**DIRECTIONS**
Go through the data below and retype all of it exactly.

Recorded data
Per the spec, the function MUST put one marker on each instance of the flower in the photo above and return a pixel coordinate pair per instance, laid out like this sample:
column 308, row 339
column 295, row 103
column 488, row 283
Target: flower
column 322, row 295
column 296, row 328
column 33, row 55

**ANSWER TO THE PROBLEM**
Per the spec, the function MUST put one marker on each instance of the flower in the photo above and return a pixel coordinate pair per instance, laid out like this sample:
column 308, row 339
column 295, row 103
column 488, row 283
Target: flower
column 322, row 295
column 296, row 328
column 33, row 55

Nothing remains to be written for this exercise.